▶ What is being asked
Filter the entries below down to the lines that hold "door".

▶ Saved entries
--------------------------------------------------

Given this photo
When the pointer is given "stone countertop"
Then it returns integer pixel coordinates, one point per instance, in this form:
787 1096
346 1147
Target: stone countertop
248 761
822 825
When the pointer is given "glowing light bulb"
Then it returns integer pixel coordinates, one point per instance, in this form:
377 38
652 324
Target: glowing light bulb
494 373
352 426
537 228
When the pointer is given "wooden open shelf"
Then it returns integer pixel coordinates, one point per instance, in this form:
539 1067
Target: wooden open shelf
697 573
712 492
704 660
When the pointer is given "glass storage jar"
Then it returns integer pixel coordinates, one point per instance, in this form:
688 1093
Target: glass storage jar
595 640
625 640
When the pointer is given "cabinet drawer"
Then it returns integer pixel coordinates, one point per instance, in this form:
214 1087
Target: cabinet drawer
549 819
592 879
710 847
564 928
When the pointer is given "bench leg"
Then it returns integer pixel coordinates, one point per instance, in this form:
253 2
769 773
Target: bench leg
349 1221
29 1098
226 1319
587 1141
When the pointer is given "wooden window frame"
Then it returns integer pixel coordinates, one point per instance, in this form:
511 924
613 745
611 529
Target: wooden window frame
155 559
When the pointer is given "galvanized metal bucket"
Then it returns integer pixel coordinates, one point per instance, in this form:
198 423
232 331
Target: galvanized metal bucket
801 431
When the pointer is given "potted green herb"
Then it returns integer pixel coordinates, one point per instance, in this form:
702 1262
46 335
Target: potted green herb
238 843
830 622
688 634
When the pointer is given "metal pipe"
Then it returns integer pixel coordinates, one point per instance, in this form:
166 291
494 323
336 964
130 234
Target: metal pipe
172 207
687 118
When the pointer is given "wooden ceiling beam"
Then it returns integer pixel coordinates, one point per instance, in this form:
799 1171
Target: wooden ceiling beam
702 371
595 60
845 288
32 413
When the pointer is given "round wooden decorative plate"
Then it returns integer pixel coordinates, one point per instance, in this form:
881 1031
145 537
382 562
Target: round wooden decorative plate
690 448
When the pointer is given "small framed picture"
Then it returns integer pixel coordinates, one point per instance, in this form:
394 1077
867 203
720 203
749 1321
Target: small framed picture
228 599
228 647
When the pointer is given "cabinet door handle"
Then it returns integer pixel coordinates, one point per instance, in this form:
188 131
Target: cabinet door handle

--------------------------------------------------

▶ Response area
When the pointer is given "cabinet door handle"
Target: cabinet door handle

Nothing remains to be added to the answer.